**** TASK DATA
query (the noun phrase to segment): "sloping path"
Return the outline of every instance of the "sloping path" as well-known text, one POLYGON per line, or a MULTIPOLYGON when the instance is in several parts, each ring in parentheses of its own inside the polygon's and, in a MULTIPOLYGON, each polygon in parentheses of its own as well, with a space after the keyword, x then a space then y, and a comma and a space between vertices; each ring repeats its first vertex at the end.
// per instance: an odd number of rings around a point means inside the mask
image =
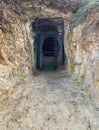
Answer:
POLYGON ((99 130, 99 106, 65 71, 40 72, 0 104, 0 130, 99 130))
********
**** TASK DATA
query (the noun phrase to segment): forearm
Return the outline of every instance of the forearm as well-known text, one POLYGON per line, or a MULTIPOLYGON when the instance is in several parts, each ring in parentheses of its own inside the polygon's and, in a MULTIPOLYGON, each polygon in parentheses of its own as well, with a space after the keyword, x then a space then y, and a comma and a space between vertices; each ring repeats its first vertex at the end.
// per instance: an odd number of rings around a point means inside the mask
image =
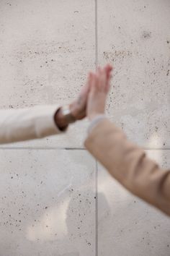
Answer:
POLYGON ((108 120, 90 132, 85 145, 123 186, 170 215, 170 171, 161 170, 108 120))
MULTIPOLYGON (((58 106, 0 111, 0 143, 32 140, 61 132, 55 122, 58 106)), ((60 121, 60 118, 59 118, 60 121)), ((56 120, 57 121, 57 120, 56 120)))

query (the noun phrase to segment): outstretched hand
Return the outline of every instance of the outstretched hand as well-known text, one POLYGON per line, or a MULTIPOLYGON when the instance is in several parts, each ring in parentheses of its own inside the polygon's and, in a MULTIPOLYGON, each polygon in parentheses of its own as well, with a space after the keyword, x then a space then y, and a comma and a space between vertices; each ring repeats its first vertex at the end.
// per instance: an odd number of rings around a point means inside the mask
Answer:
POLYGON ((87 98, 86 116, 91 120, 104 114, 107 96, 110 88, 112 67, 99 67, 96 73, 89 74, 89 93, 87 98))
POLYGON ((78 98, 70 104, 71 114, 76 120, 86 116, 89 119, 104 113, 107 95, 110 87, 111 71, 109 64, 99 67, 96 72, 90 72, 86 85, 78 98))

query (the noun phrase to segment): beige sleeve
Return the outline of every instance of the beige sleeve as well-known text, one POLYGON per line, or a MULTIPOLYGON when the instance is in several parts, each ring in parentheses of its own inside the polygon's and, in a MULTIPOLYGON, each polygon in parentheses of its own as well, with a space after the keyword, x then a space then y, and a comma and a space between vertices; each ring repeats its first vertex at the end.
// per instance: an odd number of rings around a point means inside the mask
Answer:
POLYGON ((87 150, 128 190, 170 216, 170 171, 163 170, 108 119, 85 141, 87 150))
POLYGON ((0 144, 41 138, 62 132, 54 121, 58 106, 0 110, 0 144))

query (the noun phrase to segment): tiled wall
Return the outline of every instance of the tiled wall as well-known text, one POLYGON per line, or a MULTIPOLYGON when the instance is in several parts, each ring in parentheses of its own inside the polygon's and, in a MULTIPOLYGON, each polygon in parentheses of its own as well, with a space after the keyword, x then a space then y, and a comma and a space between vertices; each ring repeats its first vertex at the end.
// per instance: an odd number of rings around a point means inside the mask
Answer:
********
**** TASK DATA
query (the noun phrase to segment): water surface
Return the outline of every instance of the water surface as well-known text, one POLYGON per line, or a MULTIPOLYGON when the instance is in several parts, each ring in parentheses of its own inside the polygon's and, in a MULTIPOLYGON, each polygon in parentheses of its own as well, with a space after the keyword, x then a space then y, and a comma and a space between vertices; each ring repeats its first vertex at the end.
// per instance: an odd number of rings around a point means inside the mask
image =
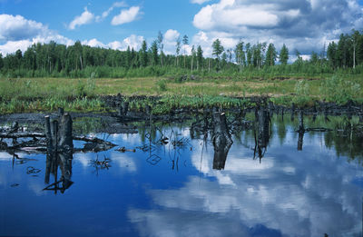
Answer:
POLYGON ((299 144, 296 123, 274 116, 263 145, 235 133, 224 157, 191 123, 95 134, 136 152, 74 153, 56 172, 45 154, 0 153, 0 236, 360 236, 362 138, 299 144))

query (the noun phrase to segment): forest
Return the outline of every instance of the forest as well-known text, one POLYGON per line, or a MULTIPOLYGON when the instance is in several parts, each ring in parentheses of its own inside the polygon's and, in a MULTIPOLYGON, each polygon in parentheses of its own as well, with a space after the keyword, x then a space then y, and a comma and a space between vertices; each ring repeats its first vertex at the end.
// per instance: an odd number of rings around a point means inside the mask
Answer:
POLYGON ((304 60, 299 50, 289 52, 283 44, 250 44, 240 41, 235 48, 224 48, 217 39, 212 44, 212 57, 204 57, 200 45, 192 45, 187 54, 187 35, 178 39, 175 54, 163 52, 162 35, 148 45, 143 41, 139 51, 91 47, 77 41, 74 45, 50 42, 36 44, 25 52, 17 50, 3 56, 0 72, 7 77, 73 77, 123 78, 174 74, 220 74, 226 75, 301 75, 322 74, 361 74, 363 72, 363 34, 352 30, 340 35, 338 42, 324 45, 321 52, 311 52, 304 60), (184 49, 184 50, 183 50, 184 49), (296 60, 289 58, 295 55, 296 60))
********
■ TASK REQUIREMENTS ■
Rewrite the items from the line with "query (the noun phrase to segment): outstretched" to the line with "POLYGON ((78 98, 70", replacing "outstretched hand" with "extended hand" and leaving everything else unchanged.

■ SOLUTION TO THE EXERCISE ■
query (the noun phrase to segment): extended hand
Return the outline of every instance of the extended hand as well-known text, one POLYGON per line, or a MULTIPOLYGON when the instance is in several parts, each ring in parentheses of its own inside the polygon's and, in a MULTIPOLYGON, each polygon in parentheses of its own as well, with a space after the keyword, x then a space then y, and a comma and a space between vertices; each ring repeats its first vertex at the end.
// per instance: an odd number of rings around a point means inside the mask
Answer:
POLYGON ((87 98, 86 116, 91 120, 104 114, 107 96, 110 88, 112 67, 99 67, 96 73, 89 74, 89 93, 87 98))
POLYGON ((78 98, 70 104, 71 114, 76 120, 86 116, 89 119, 104 113, 107 95, 110 87, 111 71, 109 64, 99 67, 96 72, 90 72, 86 85, 78 98))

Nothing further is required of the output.